A major challenge for aspiring  evidence-informed teachers is knowing when to trust the experts.  It would be easy to assume that just because you have come across a particular interpretation of a concept or idea in a number different places - book, peer-reviewed article or blog - that it is correct.  Unfortunately, if you did this, you could well be making a mistake.   For example, in recent weeks I have come across three examples – Churches and Dommett (2016), Firth (2018) and Ashman (2018) - where the meaning of p-values and statistical significance would appear to have been misinterpreted.  Furthermore, as Gorard et al (2017) states this mistakes are not uncommon. So to help aspiring  school research leads and evidence-informed teachers spot where p-values and statistical significance have been misinterpreted I will:
  • Explain what is meant by the terms  p-values and statistical significance
  • Identify a number of common misconceptions about p values and statistical
  • Show how the work of Churches and Dommett, Firth and  Ashman all fall foul of some of these misconceptions and misinterpretations
  • Examine some of the implications for evidence-informed teachers.
And to help me do this I’m going to draw upon the work of Greenland, Senn, et al. (2016), the American Statistical Association and Wasserstein and Lazar (2016) 

P values and statistical significance

When seeking to understand these terms there are  a number of major problems and as Greenland, et al. (2016) state: ‘There are no interpretations of these concepts, which are at once simple, intuitive, correct, and foolproof’ (p337). Greenland et al go onto illustrate their point by providing twenty-five examples of common misconceptions and interpretation of these terms, which even professional academics are prone.   Nevertheless, the American Statistical Association seek to informally  define a p-value as: the probability under a specified statistical model that a statistical summary of the data (e.g., the sample mean difference between two compared groups) would be equal to or more extreme than its observed value.

The smaller the p value, the more unlikely are our results if the null hypothesis (and test assumptions) hold true.   Whereas, the larger the p value, the less surprising are our results, given the null hypothesis and (test assumptions) hold true.  In other words, as Greenland et al state: ‘The P value simply indicates the degree to which the data conform to the pattern predicted by the test hypothesis and all the other assumptions used in the test (the underlying statistical model). Thus P =  0.01 would indicate that the data are not very close to what the statistical model (including the null hypothesis) predicted they should be, while P =  0.40 would indicate that the data are much closer to the model prediction, allowing for chance variation’. p340

Statistical Significance

Put very simply a result is often deemed to be statistically significant if the p value is less than or equal to 0.05, although the level of statistical significance can be set lower levels, for example, p is less than or equal 0.01  

Interpreting p values and statistical significance – guidance from the American Statistical Association

Given difficulties in interpreting p values and statistical significance the American Statistical Association  - Wasserstein and Lazar (2016) – have provided some guidance on how to avoid some common mistakes.  This guidance is summarised in six principles
  • P-values can indicate how incompatible the data are with a specified statistical model.
  • P-values do not measure the probability that the studied hypothesis is true, or the probability that the data were produced by random chance alone. 
  • Scientific conclusions and business or policy decisions should not be based only on whether a p-value passes a specific threshold. 
  • Proper inference requires full reporting and transparency
  • A p-value, or statistical significance, does not measure the size of an effect or the importance of a result.
  • By itself, a p-value does not provide a good measure of evidence regarding a model or hypothesis.

▶ [DATA]
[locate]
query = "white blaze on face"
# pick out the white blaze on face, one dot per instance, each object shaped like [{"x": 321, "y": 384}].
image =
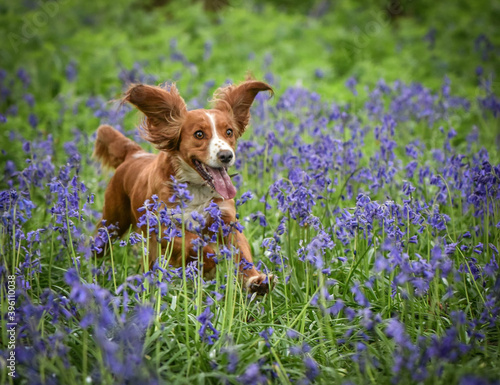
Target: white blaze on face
[{"x": 217, "y": 144}]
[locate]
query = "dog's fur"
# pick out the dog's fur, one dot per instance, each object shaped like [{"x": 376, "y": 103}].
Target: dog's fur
[{"x": 196, "y": 147}]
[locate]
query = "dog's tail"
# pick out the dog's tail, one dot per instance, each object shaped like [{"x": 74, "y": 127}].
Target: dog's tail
[{"x": 112, "y": 148}]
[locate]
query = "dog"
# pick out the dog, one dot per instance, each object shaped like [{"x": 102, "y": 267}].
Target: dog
[{"x": 196, "y": 147}]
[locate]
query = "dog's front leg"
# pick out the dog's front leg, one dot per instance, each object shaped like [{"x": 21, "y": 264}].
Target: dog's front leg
[{"x": 254, "y": 280}]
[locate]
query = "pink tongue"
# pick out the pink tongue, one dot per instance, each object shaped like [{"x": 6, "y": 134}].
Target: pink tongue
[{"x": 222, "y": 182}]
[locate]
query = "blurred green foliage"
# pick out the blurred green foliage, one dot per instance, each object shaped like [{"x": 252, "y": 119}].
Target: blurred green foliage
[{"x": 368, "y": 40}]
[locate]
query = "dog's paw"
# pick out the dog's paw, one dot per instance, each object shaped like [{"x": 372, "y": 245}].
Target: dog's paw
[{"x": 260, "y": 284}]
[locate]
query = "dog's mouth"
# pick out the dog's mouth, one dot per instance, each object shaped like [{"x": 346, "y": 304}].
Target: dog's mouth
[{"x": 217, "y": 178}]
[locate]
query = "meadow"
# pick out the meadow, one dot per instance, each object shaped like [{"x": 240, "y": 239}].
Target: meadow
[{"x": 369, "y": 185}]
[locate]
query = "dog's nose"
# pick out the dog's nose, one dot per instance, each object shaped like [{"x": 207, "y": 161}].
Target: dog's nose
[{"x": 225, "y": 156}]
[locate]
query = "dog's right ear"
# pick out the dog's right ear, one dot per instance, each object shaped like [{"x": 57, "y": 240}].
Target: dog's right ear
[{"x": 165, "y": 111}]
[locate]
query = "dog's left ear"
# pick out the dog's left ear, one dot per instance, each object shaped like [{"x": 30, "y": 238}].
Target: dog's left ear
[{"x": 237, "y": 99}]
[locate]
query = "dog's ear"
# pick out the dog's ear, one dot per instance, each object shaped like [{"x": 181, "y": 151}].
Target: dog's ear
[
  {"x": 237, "y": 99},
  {"x": 165, "y": 111}
]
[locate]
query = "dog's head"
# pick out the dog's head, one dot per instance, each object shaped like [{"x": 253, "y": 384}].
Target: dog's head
[{"x": 203, "y": 141}]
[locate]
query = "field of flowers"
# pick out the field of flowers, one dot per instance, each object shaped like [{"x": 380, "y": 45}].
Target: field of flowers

▶ [WHAT YOU ARE ASKED TO DO]
In the excerpt on p-values above, rewrite the paragraph beginning "The smaller the p value" as a short bulleted list that keeps its main facts.

▶ [RESPONSE TO THE TASK]
- A smaller p value means the results are more unlikely if the null hypothesis and test assumptions hold true.
- A larger p value means the results are less surprising under those same conditions.
- According to Greenland et al, the p value shows how closely the data conform to the pattern predicted by the test hypothesis and all the other assumptions in the statistical model.
- P = 0.01 would indicate data not very close to the model's prediction.
- P = 0.40 would indicate data much closer to the model's prediction, allowing for chance variation.